Aim of the exercise:
Reproduce the listing below line for line, with every word and number unchanged.

----- Data shown

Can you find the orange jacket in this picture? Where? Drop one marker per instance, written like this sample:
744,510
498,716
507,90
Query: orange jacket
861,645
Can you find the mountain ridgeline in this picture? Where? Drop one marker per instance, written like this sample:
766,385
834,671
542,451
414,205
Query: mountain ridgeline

----------

The output:
Can you find the orange jacket in this picture? Where? Drop one marker per instance, written like this sample:
744,510
498,716
507,90
Query: orange jacket
861,645
Can you find the mountain ridgeline in this picture? Where? Drop one marker per instance, written like this sample:
766,385
834,671
542,451
414,205
Query: mountain ridgeline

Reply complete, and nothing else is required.